[begin Data excerpts]

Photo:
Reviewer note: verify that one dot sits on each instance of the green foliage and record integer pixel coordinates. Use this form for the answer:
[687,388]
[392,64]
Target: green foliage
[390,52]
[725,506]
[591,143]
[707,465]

[end Data excerpts]

Task brief:
Reproduce all the items above with every occurrence of "green foliage" replaced by "leafy vegetation", leaving everything else unchanged.

Solution for this exercise:
Photo:
Reviewer note: verify that one dot sits on each instance of the leafy vegetation and record integer pixel coordinates. Use this form for the answer:
[687,388]
[392,64]
Target: leafy vegetation
[390,52]
[725,506]
[591,143]
[707,465]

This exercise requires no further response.